TO BE DONE
1. Summarize the passage on wrongful conviction claims in two sentences.
2. Please transcribe everything from "Section 8-b of" down to "[2d Dept 1996])." in the passage on wrongful conviction claims.
3. Write the next part of the passage on wrongful conviction claims, picking up after its final sentence.

PASSAGE GIVEN
<<<<

Section 8-b of the Court of Claims Act requires that to recover money damages for wrongful or unjust conviction, a claimant must prove, by clear and convincing evidence, that 1) he was convicted of one or more crimes and served all or part of the sentence imposed, 2) the judgment of conviction was reversed or vacated and the indictment dismissed pursuant to one of several grounds enumerated in the Statute,[2] 3) that he did not commit any of the acts, and 4) that he did not cause or bring about his conviction (Torres v State of New York, 228 AD2d 579 [2d Dept 1996]).

Defendant has moved for dismissal of this Claim on the ground that the only crime for which Claimant was convicted was violation of V&TL §1192(2), and that conviction was never reversed or vacated. Consequently, according to defense counsel, incarceration that results from a probation violation, even when the violation is unlawful, cannot qualify as the type of incarceration for which recovery can be sought pursuant to Court of Claims Act §8-b. Claimant, on the other hand, contends that because the warrant for his arrest was defective, his subsequent incarceration was therefore unjust.

>>>>

EXCERPTED RECORDS

<<<<

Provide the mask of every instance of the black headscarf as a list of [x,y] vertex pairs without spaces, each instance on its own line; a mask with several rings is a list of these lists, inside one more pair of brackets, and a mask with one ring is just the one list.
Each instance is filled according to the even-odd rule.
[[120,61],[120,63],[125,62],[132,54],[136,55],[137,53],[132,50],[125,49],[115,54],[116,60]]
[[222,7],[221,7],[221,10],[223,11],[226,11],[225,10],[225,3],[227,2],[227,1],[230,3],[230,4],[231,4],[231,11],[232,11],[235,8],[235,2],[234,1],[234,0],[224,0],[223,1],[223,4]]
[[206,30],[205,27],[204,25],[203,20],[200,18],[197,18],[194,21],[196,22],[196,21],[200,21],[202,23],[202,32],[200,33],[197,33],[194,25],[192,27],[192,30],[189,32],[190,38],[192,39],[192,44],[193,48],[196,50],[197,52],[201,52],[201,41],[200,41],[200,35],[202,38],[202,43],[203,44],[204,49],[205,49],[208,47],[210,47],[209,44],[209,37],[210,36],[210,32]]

>>>>

PER-TASK OUTPUTS
1. Under Section 8-b of the Court of Claims Act, a claimant seeking money damages for wrongful or unjust conviction must prove by clear and convincing evidence four things: he was convicted and served all or part of the sentence, the conviction was reversed or vacated and the indictment dismissed on one of the grounds the statute enumerates, he did not commit any of the acts, and he did not cause or bring about his conviction. The defendant seeks dismissal because the claimant's only conviction, for violating V&TL §1192(2), was never reversed or vacated, and incarceration resulting from a probation violation cannot qualify for recovery, while the claimant contends his incarceration was unjust because the warrant for his arrest was defective.

2.
Section 8-b of the Court of Claims Act requires that to recover money damages for wrongful or unjust conviction, a claimant must prove, by clear and convincing evidence, that 1) he was convicted of one or more crimes and served all or part of the sentence imposed, 2) the judgment of conviction was reversed or vacated and the indictment dismissed pursuant to one of several grounds enumerated in the Statute,[2] 3) that he did not commit any of the acts, and 4) that he did not cause or bring about his conviction (Torres v State of New York, 228 AD2d 579 [2d Dept 1996]).

3.
It is undisputed that violation of probation is not a crime. Section 10.00(6) of the Penal Law defines a “crime” as a “misdemeanor or a felony,” and the remedy contained in section 8-b of the Court of Claims Act is available only to persons who are convicted and subsequently imprisoned “for one or more felonies or misdemeanors.” In Darvin M. v Jacobs (69 NY2d 957 [1987]), the Court of Appeals confirmed that violation of probation is not an independent crime:
A violation of probation giving rise to revocation proceedings is not a “crime” or “offense” (see, Penal Law § 10.00[1], [6] ) which, pursuant to the County Law, must be prosecuted by a District Attorney (see, County Law §§ 700, 927). Nor is a revocation proceeding a “criminal action” (CPL 1.20[16] ) under the Criminal Procedure Law at which a “prosecutor” represents the People (CPL 1.20[31] ). A “criminal action” terminates upon sentencing (see, CPL 1.20[16]; cf., Matter of Schumer v Holtzman, 60 NY2d 46). A probation revocation, in contrast, is a “criminal proceeding” brought after the completed “criminal action” (see, CPL 1.20[18] ). Its purpose is to determine if defendant's subsequent acts violate the conditions of the original sentence not whether the acts constitute a crime.
To the extent, therefore, that Claimant asserts that his incarceration resulted from wrongful violation of his probation status, he is not entitled to the remedy provided by section 8-b of the Court of Claims Act.

Even if the Court were to accept that wrongful violation of Claimant’s probation could give rise to an action for unjust conviction, however, in that it caused him to serve a period of imprisonment on the original criminal charge, he still could not succeed in meeting the other requirements of the statute.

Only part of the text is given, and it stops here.